*** Opening of DOCUMENT SECTION ***

While the spring harvest season is here in America, CBS News spoke to farmers who say there aren't enough workers. Foreign labor, mostly migrant workers, filled more than a quarter-million agriculture jobs in the U.S. last year, but this spring, there is a potential labor shortage amid the coronavirus pandemic.
"This coronavirus has got everybody so stirred up," Georgia farmer Bill Brim told CBS News correspondent Mark Strassmann.
Worrying about his farm keeps him up at night. "I sleep about two and a half, three hours a night," he said.
Seasonal foreign labor, mainly from Mexico, always harvests Brim's crops, but this spring, he could be 200 workers short. The coronavirus crisis has delayed the U.S. government's processing of their work visas.
Brim is facing a series of harvest deadlines. The first one is April 15 for squash. May 1, it's cucumbers, and he better have his pickers in place, he said.

*** Close of DOCUMENT SECTION ***

* **PROBLEMS AND TASKS**
1. In the farm labor report, what is the first harvest deadline Brim faces, and for which crop?
2. How would you condense the paragraph of the farm labor report that begins "Seasonal foreign labor, mainly from Mexico" into a short list that keeps its main facts?
3. Carry on the farm labor report past its final sentence.

*** Opening of PROVIDED MATERIAL ***

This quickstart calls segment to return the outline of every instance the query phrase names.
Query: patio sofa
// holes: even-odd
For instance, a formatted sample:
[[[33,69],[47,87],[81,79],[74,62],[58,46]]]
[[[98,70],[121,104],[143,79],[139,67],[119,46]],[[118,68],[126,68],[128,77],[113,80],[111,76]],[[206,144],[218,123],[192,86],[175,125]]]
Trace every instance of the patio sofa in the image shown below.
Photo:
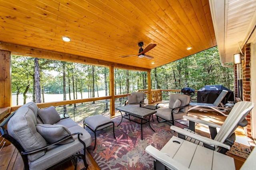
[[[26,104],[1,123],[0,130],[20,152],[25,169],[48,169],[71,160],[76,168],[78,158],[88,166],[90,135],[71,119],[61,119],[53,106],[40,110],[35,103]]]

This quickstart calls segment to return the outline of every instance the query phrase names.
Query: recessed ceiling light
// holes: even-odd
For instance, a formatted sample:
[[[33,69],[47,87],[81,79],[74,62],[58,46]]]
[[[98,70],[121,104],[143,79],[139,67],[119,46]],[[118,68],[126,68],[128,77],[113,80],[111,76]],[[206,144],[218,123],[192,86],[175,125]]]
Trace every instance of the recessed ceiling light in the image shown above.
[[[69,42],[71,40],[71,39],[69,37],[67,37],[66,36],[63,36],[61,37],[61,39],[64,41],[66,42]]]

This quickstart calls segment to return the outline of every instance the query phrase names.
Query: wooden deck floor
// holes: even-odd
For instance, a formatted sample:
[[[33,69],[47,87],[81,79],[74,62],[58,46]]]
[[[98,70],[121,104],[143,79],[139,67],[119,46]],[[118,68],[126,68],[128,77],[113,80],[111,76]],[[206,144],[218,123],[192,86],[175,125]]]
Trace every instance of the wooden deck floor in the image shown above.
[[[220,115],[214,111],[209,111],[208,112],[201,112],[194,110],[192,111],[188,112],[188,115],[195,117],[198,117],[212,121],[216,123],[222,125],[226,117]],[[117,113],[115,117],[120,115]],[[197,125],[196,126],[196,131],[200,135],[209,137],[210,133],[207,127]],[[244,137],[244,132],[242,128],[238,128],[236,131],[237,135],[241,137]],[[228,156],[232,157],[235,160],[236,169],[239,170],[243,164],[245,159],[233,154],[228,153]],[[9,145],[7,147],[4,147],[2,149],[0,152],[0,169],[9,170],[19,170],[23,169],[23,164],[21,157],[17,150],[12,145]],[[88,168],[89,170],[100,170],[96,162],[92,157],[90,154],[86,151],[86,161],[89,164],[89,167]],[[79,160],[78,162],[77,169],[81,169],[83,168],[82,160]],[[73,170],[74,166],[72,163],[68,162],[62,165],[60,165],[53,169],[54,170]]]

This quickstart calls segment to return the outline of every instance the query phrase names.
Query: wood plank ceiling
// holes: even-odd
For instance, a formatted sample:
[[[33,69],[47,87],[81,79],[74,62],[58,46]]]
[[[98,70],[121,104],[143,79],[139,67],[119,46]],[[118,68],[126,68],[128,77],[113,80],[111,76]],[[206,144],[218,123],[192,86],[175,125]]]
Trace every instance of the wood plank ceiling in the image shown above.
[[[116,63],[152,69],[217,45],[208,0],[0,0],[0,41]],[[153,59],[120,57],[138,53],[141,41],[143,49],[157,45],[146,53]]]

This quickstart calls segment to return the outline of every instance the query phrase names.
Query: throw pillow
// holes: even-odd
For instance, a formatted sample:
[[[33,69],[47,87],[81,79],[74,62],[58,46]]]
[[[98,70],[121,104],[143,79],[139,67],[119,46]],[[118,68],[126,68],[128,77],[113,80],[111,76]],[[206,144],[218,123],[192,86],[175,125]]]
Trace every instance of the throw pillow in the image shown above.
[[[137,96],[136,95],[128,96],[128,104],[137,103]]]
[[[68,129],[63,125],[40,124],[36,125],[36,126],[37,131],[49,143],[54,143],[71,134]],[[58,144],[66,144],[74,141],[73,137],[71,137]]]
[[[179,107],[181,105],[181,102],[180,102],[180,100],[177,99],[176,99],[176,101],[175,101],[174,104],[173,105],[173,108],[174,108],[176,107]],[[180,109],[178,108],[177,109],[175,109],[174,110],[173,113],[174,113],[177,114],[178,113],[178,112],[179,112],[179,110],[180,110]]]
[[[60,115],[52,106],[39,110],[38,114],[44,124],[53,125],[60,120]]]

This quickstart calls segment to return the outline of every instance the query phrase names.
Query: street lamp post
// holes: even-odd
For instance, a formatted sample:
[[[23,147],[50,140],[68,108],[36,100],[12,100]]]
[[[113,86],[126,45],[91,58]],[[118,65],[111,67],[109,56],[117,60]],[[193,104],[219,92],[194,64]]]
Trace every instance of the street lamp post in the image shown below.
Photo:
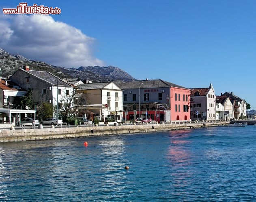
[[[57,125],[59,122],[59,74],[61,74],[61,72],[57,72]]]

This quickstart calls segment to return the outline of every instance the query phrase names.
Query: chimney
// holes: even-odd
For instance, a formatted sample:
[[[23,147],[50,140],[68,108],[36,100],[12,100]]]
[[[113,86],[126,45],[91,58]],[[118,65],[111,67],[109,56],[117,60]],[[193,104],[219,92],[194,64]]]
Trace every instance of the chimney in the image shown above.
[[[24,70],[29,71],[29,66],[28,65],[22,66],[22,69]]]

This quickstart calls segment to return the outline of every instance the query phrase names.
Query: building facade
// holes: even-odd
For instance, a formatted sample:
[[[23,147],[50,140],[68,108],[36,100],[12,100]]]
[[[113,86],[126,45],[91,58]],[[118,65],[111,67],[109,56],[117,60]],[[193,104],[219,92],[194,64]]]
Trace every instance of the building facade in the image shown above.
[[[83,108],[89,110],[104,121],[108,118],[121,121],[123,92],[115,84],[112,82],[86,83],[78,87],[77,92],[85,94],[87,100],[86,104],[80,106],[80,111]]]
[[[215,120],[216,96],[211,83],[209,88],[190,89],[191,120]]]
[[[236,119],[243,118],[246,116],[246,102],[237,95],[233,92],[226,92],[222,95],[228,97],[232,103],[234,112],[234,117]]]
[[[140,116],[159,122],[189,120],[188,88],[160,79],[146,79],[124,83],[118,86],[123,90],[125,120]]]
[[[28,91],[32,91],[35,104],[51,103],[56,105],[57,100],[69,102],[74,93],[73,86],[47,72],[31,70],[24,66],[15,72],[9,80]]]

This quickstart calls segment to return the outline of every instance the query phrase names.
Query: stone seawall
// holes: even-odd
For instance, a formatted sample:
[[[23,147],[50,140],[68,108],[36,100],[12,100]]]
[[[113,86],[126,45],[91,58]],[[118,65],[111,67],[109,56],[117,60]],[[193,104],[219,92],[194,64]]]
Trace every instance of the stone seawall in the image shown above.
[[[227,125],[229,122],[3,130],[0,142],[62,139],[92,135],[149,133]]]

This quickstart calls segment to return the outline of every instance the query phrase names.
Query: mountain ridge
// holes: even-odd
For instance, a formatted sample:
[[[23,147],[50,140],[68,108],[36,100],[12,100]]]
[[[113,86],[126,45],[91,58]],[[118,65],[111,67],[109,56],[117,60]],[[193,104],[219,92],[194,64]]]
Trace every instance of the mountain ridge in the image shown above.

*** Close of PROVIDED MATERIAL ***

* **OUTPUTS FOR THE TASKS**
1. April 15, for squash.

2.
- Seasonal foreign workers, mainly from Mexico, always harvest Brim's crops.
- This spring he could be 200 workers short.
- The coronavirus crisis has delayed the U.S. government's processing of their work visas.

3.
"When we start harvesting squash, we've got just days to pick it," Brim said. "So if our workers don't show up here on time, then we're gonna be in trouble."
Seventy miles away, Jeremy White is in bigger trouble. His blueberry crop is days away from harvest. He needs 100 pickers and packers, but they're stuck in Guatemala, where the borders are sealed because of the virus.
"We need 'em now. Absolutely, we need 'em now," White said. "As you can see, this fruit's turning blue and it's not waiting on anybody."
More than $1 million worth of blueberries could rot in the fields, he said, and he has no plan B.
"Domestic labor just don't want to do this kind of work. It's unfortunate to say, but they just don't want to get out and do hard field labor anymore," White said.
Georgia's commissioner of agriculture Gary Black echoed the farmers' concerns.
"It is a reality. If there are not workers, there will be crops that will go unharvested, and that has a ripple effect throughout this economy, and it will affect the consumers of this nation," he said.
Brim also has worries beyond his labor shortage, including if the workers he does have get sick and who will buy the crops they can harvest. Restaurants usually buy 60% of his crops, but not this year with so many closed.
If things don't turn around, Brim said, "It could devastate us. It could put us out of business, really."
He's owned the farm for 35 years and hopes this won't be the last.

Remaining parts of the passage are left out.